• _Task statement_
Reproduce the data exactly as it stands.

• _Records supplied_

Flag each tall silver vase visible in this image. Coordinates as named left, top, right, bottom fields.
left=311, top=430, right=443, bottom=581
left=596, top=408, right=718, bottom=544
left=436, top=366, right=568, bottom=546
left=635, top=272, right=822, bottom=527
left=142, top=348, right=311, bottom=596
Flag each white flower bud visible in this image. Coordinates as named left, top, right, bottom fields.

• _Reply_
Flag each tall silver vase visible in this image. Coordinates as named left, top, right, bottom fields.
left=311, top=430, right=443, bottom=581
left=596, top=408, right=718, bottom=544
left=436, top=366, right=568, bottom=546
left=635, top=272, right=822, bottom=527
left=142, top=348, right=311, bottom=596
Flag each white flower bud visible in this image. Coordinates as named left, top, right, bottom fields.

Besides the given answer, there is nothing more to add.